Prompt: Your reply should hold every entry below exactly as written and none of the pictures.
---------- Supplied records
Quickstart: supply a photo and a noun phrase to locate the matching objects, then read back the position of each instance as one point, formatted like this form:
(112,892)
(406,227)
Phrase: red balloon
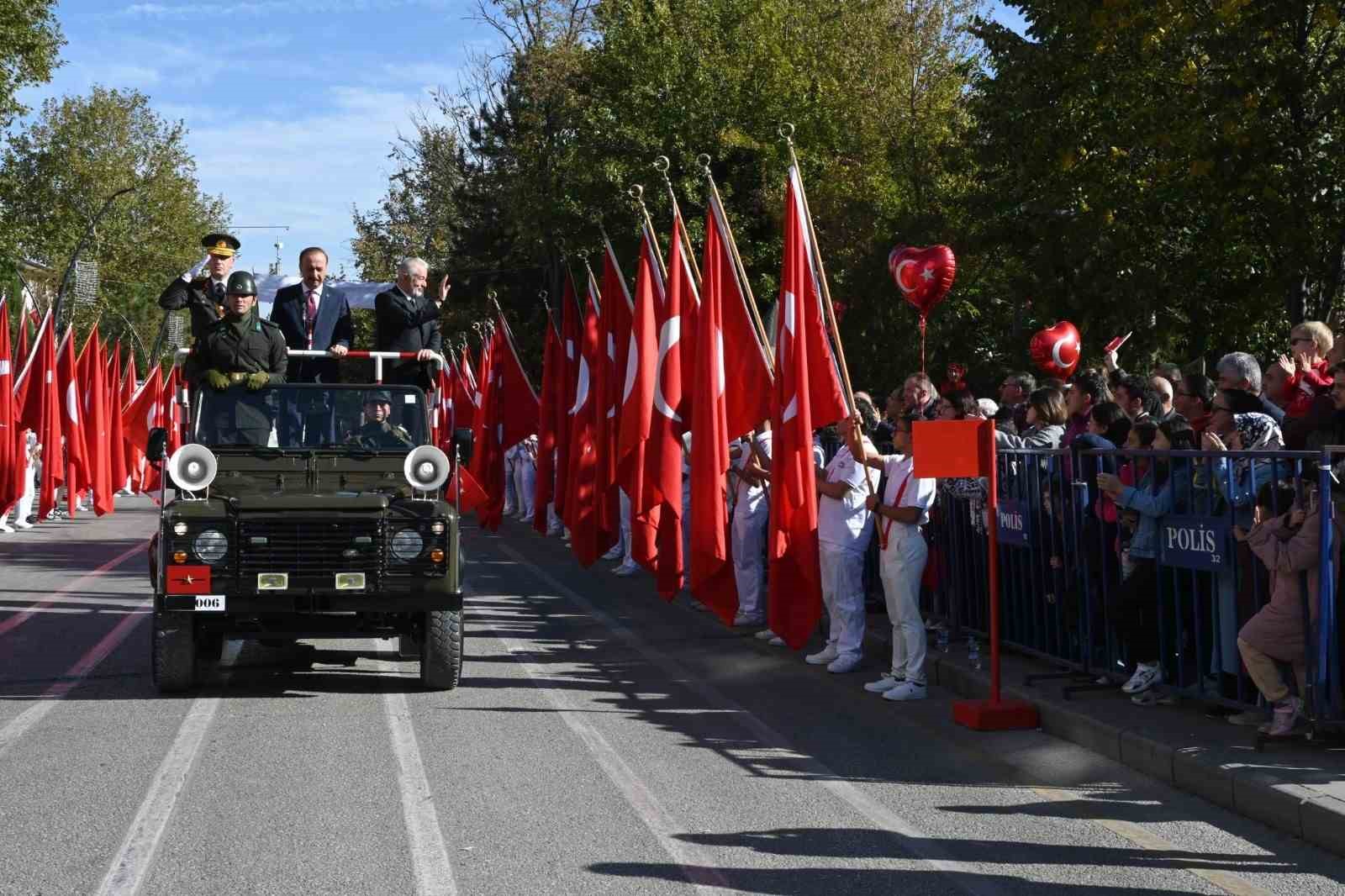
(1056,349)
(925,276)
--------------------
Completed exercise:
Quickstart: supply a photo and a noun phrase to locate the matching objects, then read back the position of each instance as one point, formatted like this form:
(112,892)
(406,227)
Phrase: red balloon
(1056,349)
(925,276)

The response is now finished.